#### [TASK GOAL]
Each record must appear in the answer exactly as given.

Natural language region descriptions
-- Opening Marker --

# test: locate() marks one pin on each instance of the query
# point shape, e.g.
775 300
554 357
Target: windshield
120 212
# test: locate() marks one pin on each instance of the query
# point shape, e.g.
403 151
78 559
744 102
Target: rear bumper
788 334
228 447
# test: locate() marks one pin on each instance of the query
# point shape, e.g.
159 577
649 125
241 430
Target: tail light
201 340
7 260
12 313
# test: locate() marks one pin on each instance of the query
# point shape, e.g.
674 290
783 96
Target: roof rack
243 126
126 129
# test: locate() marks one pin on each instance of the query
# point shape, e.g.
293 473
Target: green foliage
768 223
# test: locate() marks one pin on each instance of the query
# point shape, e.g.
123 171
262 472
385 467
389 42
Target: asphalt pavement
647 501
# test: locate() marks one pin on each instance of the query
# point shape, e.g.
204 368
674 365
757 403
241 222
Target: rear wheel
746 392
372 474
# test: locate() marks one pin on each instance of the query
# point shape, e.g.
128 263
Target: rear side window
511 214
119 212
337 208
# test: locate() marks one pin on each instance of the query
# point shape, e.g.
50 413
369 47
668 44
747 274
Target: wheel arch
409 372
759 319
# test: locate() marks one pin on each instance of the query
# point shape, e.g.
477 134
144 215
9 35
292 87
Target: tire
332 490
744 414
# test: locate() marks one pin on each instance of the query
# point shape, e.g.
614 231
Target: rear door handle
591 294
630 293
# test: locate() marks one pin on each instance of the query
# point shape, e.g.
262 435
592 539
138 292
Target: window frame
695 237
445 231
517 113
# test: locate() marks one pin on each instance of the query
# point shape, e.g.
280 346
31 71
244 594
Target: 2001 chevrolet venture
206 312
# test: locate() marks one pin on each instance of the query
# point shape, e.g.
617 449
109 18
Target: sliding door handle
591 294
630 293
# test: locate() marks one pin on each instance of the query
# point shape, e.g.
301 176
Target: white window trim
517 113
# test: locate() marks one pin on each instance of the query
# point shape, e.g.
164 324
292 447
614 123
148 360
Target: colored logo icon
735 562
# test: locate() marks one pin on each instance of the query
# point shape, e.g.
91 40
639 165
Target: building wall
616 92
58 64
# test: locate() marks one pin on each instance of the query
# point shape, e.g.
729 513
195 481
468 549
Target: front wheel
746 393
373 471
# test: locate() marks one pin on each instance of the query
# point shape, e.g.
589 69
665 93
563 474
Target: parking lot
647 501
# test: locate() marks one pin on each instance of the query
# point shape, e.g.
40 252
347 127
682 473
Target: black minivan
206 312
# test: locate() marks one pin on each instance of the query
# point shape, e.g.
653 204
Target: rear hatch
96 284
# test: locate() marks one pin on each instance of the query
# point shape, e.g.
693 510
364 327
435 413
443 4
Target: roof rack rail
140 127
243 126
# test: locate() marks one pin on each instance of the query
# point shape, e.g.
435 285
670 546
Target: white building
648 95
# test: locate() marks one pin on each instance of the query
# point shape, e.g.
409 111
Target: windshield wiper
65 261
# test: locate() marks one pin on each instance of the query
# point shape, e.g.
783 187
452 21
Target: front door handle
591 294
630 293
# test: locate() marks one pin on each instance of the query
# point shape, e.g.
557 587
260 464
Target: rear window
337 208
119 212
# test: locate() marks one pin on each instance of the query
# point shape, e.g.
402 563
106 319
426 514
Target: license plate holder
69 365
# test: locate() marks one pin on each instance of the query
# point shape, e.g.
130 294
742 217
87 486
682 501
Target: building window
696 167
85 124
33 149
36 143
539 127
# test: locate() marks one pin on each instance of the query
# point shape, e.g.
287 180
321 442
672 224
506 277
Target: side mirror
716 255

-- Closing Marker --

#### [SOLVED PROBLEM]
# test: locate() marks one pin on each instance of the query
# point shape, e.g.
775 300
554 357
Target: windshield
120 212
# test: locate() marks one pin on each instance of the query
# point shape, e.g.
403 151
78 559
744 102
Target: rear bumper
788 334
228 447
# test: locate() marks one pin on each instance of the query
# point shape, e.g.
159 577
649 125
241 430
Target: tail light
201 340
7 260
12 313
# test: locate() marks one pin on each instance of the query
# point shape, e.g.
674 290
783 96
Target: roof rack
243 126
126 129
# test: locate() marks one pin on each instance of the query
# point shape, e.g.
293 473
Target: green foliage
768 223
# test: locate() marks one pin on each instance of the query
# point shape, e.g.
123 171
262 472
385 467
389 42
Target: asphalt pavement
647 501
# test: locate() marks one pin on each instance of the query
# point shape, e.g.
204 368
674 365
757 403
241 222
Target: rear wheel
746 392
372 474
# test: locate() marks one pin on each instance of the query
# point shape, e.g.
128 263
Target: rear side window
511 214
119 212
337 208
# test: locate() marks one pin on each instance of the query
# point shape, e.g.
50 413
369 47
668 44
747 274
Target: wheel arch
409 372
759 319
# test: locate() marks one pin on each instance of the query
# point shape, e.g.
477 134
144 215
9 35
292 87
Target: tire
332 490
744 414
# test: locate() marks one pin on each instance of the query
# point shape, e.g.
614 231
Target: rear door handle
591 294
630 293
# test: locate() marks one pin on each instance of the query
# point shape, e.g.
262 435
592 539
138 292
Target: window frame
695 237
445 231
517 113
# test: locate() marks one pin on each instance of the query
# point shape, e.g.
280 346
31 71
244 594
Target: 2001 chevrolet venture
206 312
# test: locate() marks one pin on each instance of the query
# point shape, e.g.
617 449
109 18
Target: sliding door handle
591 294
630 293
# test: locate() marks one pin on each instance of the query
# point shape, e.g.
301 176
Target: white window trim
517 113
# test: locate() marks one pin on each instance of the query
# point shape, e.g.
164 324
292 447
614 123
148 360
Target: colored logo icon
735 562
# test: locate() marks one pin on each instance of the query
# point shape, e.g.
91 40
639 165
Target: building wall
616 92
58 64
# test: locate() marks one pin on each instance of the query
# point shape, e.g.
729 513
195 481
468 549
Target: front wheel
746 393
373 471
# test: locate() marks one pin on each instance of the query
# point shape, e.g.
589 69
665 93
563 474
Target: parking lot
647 501
# test: locate() marks one pin on each instance of the query
# point shape, e.g.
40 252
347 127
682 473
Target: black minivan
206 312
# test: locate() marks one pin on each instance of the query
# point shape, e.g.
653 204
Target: rear hatch
96 284
# test: locate() marks one pin on each instance of the query
# point shape, e.g.
693 510
364 327
435 413
443 4
Target: roof rack rail
140 127
243 126
# test: locate() marks one pin on each instance of the query
# point shape, e.g.
435 285
670 546
Target: white building
648 95
# test: locate() marks one pin on each instance of the query
# point shape, e.g.
409 111
Target: windshield wiper
65 261
# test: locate() marks one pin on each instance of the query
# point shape, e.g.
783 187
452 21
Target: front door handle
591 294
630 293
# test: locate() marks one pin on each instance of the query
# point shape, e.g.
557 587
260 464
Target: rear window
337 208
119 212
# test: locate() marks one pin on each instance of the query
# point shape, e.g.
402 563
106 319
426 514
Target: license plate holder
69 365
# test: locate() marks one pin on each instance of the query
# point shape, e.g.
130 294
742 217
87 486
682 501
Target: building window
696 167
85 124
33 149
36 143
539 127
# test: locate() marks one pin on each instance of the query
# point shape, e.g.
287 180
321 442
672 224
506 277
Target: side mirror
716 255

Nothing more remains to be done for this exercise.